*** Information Section Begins ***

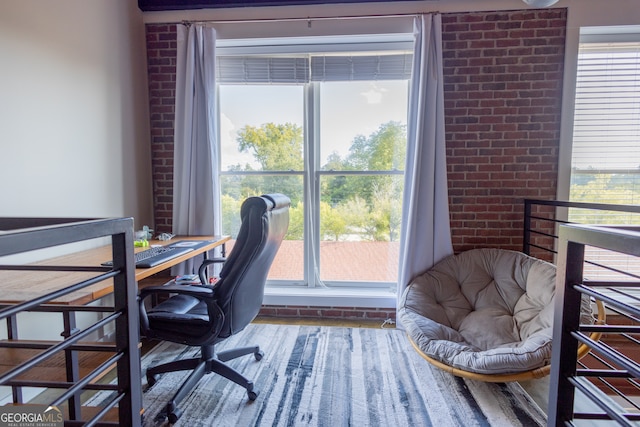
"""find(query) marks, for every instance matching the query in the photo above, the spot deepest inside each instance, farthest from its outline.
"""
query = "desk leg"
(12, 334)
(72, 365)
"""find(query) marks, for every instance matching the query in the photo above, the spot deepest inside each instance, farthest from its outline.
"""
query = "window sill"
(329, 297)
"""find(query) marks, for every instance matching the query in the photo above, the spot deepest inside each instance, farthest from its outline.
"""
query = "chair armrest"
(205, 264)
(203, 293)
(196, 291)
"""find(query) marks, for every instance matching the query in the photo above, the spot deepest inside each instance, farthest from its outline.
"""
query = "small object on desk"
(188, 279)
(154, 256)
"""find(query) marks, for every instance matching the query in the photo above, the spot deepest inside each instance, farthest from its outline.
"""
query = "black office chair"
(204, 315)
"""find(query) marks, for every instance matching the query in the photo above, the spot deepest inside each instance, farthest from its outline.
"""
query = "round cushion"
(487, 311)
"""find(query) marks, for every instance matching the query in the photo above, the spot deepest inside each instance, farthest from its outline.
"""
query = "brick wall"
(503, 85)
(161, 54)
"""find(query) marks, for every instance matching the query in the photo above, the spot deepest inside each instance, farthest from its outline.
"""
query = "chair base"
(208, 362)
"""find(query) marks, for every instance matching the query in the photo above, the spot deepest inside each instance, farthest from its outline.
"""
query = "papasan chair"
(486, 314)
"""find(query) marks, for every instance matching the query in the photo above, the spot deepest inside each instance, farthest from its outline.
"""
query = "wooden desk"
(18, 286)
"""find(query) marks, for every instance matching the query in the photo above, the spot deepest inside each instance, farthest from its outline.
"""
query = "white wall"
(74, 121)
(74, 110)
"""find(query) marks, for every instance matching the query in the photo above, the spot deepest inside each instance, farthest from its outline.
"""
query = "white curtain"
(196, 186)
(426, 233)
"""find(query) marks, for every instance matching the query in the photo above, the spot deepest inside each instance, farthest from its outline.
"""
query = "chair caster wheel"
(151, 380)
(174, 416)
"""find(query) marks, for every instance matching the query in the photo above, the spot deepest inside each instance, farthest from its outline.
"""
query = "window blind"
(280, 69)
(262, 69)
(365, 67)
(606, 134)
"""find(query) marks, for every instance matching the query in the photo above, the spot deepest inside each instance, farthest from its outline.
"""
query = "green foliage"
(365, 207)
(617, 189)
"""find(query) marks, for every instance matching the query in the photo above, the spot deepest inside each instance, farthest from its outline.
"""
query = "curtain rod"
(308, 19)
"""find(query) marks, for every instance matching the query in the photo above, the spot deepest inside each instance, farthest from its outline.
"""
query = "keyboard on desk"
(157, 255)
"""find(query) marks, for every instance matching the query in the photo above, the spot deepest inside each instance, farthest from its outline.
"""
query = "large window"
(606, 136)
(328, 129)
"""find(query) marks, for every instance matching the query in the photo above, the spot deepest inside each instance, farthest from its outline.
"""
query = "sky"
(347, 109)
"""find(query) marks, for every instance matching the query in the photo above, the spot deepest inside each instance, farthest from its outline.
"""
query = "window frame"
(313, 171)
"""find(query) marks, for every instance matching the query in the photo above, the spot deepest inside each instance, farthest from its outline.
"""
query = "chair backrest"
(240, 289)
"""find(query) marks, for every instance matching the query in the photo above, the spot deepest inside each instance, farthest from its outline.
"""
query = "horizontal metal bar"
(609, 300)
(60, 384)
(81, 384)
(77, 268)
(583, 205)
(592, 393)
(60, 308)
(35, 302)
(34, 345)
(609, 353)
(610, 329)
(63, 345)
(604, 373)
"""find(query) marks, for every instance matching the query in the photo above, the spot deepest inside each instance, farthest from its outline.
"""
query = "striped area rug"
(331, 376)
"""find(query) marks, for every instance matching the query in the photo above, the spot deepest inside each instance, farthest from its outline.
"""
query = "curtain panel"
(426, 233)
(196, 186)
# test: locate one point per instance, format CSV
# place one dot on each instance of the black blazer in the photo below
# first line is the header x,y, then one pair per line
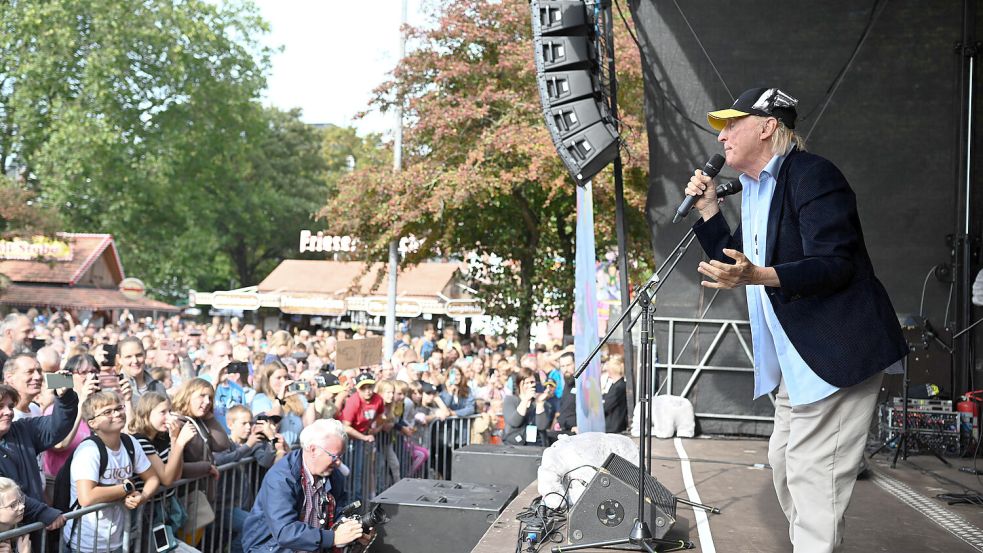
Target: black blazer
x,y
832,307
616,408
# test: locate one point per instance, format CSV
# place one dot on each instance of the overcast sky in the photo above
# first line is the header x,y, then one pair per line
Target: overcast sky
x,y
334,53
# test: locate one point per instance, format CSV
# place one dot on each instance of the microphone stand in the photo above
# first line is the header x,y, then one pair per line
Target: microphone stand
x,y
640,535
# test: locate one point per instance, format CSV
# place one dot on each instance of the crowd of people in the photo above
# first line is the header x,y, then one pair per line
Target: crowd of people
x,y
152,402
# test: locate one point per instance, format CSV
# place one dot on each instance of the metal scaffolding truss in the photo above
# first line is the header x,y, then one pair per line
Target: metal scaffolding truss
x,y
669,361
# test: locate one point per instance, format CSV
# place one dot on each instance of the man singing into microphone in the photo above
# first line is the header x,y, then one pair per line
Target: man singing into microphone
x,y
823,328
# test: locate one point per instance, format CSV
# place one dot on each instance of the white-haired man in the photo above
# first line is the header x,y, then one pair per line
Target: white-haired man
x,y
15,330
822,325
301,495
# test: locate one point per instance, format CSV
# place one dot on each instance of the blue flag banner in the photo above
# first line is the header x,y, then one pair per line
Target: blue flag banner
x,y
590,409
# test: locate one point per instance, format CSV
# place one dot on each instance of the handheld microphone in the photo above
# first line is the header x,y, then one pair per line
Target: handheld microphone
x,y
711,169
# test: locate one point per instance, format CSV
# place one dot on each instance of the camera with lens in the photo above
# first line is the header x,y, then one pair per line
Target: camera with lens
x,y
375,517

*** Information Section Ends ***

◆ What needs to be done ◆
Return the full set of lines above word for word and with no pictures.

◆ Response box ◆
"""find(query) marks, for every instance matching the query in the photo above, the spot deepest inside each instance, farthest from its outline.
"""
query = "desk leg"
(12, 334)
(72, 365)
"""find(query) marks, for every instance matching the query in the photo above, the spot deepest inside each instance, farthest from its outline.
"""
query = "window sill"
(329, 297)
"""find(query) marks, for every instance matching the query in the photo above, the spot deepest inside each instance, farthest from its outline.
"""
query = "chair armrest"
(205, 264)
(203, 293)
(196, 291)
"""find(query) marks, for every instance matching the query in the photo above, the spot deepest inside each instance, farthest from its outline.
"""
query = "small object on desk"
(188, 279)
(154, 256)
"""find(query) marks, for every instance matching the query in the photo above, the spot deepest inside each instance, farthest from its outline.
"""
query = "black office chair"
(204, 315)
"""find(query) marks, for every instance matching the query in the photo above, the spot deepest inside each instance, farthest from its outline.
"""
query = "round cushion"
(487, 311)
"""find(query) marks, for every instance matching the query in the photo above, the spot deepest inside each instance, farthest from its outline.
"""
query = "brick wall"
(503, 85)
(161, 54)
"""find(query) marks, for every instance matching the query in the photo above, the spot deepest inside each instance, farthest from its outline.
"""
query = "chair base"
(208, 362)
"""find(query) marks, for every instance matching the query in the photo above, the spot deepest inside each instance, farthest from its outline.
"""
query = "papasan chair"
(486, 314)
"""find(query) marks, for every instance matching the query in the photo above, the spot deepest inside each instance, farthest from its outline.
"""
query = "wooden desk"
(18, 286)
"""find(query) marks, for every instance matching the query in the photo above, the spot deepest inside each instance, farthest from its outline.
"""
query = "white wall"
(74, 121)
(74, 110)
"""find(query) marks, for every instance matching the query in the photo above, the spot deepest inside each instance, farthest from its outline.
"""
query = "white curtain"
(196, 186)
(426, 233)
"""find(query) marks, for every instance matching the query in the photo above, the spot deepest inside each instance, farthest from its outline.
"""
query = "chair caster wheel"
(151, 380)
(174, 416)
"""find(query) marks, for every instance matching the query in the photo above, the spot deepest inside each instance, farthest from its outline.
"""
query = "window blind"
(280, 69)
(262, 69)
(365, 67)
(606, 134)
"""find(query) marks, for every instance matching the query in the photo above, the spot deepest inside each instance, farthest from its outline.
"""
query = "green foliage"
(365, 207)
(617, 189)
"""find(query) marks, for every instance matching the query in the photo above, the spot deepest inside each instance, farthest from its outline.
"""
query = "curtain rod"
(308, 19)
"""find(query) marks, for every instance matching the query in the photo above, the spot deepest inside each instance, farthest from its outline.
"""
query = "keyboard on desk"
(157, 255)
"""find(query) marks, for every instance matching the query in the photo above, the spot deepest inside each instance, farthest from its outline.
"""
query = "large window"
(606, 136)
(328, 129)
"""find(query) marks, for every instance matching the query in the photo above, the spot deepest inside each instance, farthest from its outline.
"""
query = "sky"
(347, 109)
"""find(query) marks, for every instance matching the query in the photo above, the spot deepest inside each instance, farthest from its outline.
"""
query = "window frame"
(313, 171)
"""find(query) marks, for every instance matching the query in the photo above, the spot deepest inside each instance, farthest from its outline.
"""
query = "chair backrest"
(240, 289)
"""find(query) marks, for every instance matching the query in the photo above, the spot deepest inside each instance, farthest from its outline.
"""
query = "horizontal metal bar"
(609, 300)
(60, 384)
(81, 384)
(77, 268)
(583, 205)
(592, 393)
(60, 308)
(35, 302)
(34, 345)
(609, 353)
(610, 329)
(63, 345)
(604, 373)
"""find(query) marks, for every instance matching the query in the photo above, the spot deepest inside each instance, farthest from its outline.
"""
query = "striped area rug"
(331, 376)
"""find(query) marks, for every instance matching the query in the photo above, the spot deepest inside each instance, farthest from its outline.
"""
query = "curtain panel"
(426, 233)
(196, 186)
# test: locate one point per instance, format CSV
# place one dot on each instance of the black blazer in the photo below
# first line is the header x,y, then one pair per line
Target: black blazer
x,y
832,307
616,408
# test: locate one point per instance, format CSV
# place one dot on each instance of the overcast sky in the photo above
# first line is the header x,y, then one pair per line
Target: overcast sky
x,y
334,53
# test: locate one point per instance, format CSV
# place one dot on each instance of the microphone stand in the photo above
# first line is the header x,y, then one pair per line
Target: microphone stand
x,y
640,535
# test: locate one point per instance, format CSV
# place one dot on each instance of the crowd of people in the photo above
# first line is the header x,y, then one pair per line
Target: crowd of people
x,y
152,402
# test: locate one point per instance, format CSV
# place one dot on each instance of the metal scaffolding truss in the photo above
# first line is the header x,y, then one pair per line
Target: metal scaffolding truss
x,y
669,361
# test: locate one point per instance, format CSV
# place one dot on each instance of the man singing into microphone in the photo above
# first line is the header x,y, then one pair per line
Target: man singing into microphone
x,y
823,328
# test: locate one point per instance, format CSV
# place one dot on each instance of the white-haired man in the photo above
# first line is the header x,y, then one pair per line
Target: white-haired man
x,y
15,330
822,325
301,495
# test: locate one point per instance, format CSV
# place one dot on each instance of the blue flag banner in the photo above
# first line is the header x,y, then one pair per line
Target: blue flag banner
x,y
590,409
# test: locate one point per instance, format CSV
# place one dot on each instance of the handheld microphone in the photo above
# first line is the header x,y, then one pair per line
Target: handheld microphone
x,y
711,169
# test: locate one point per instance, format CSV
# place one dot on each instance of the camera with lens in the photo above
# first line is the header x,y, then one pair per line
Target: camera with lens
x,y
375,517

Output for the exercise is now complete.